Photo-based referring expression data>

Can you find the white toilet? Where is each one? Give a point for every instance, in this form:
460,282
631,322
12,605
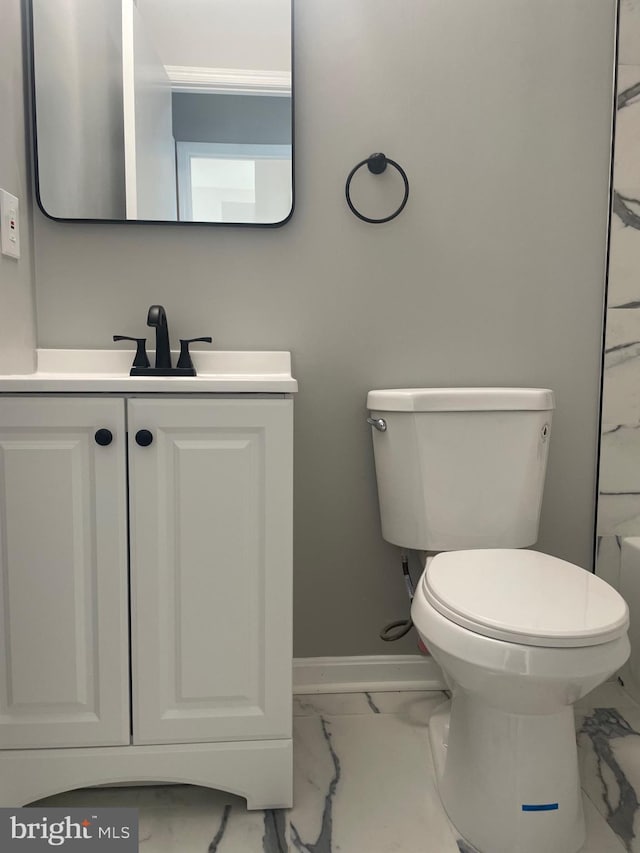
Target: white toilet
520,635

Problem requirements>
Output a verbatim copy of all entries above; no pictures go in it.

Task output>
Can you find the white toilet? Where is each one? Give a point for every instance, in this form:
460,282
631,322
12,605
Target: white toilet
520,635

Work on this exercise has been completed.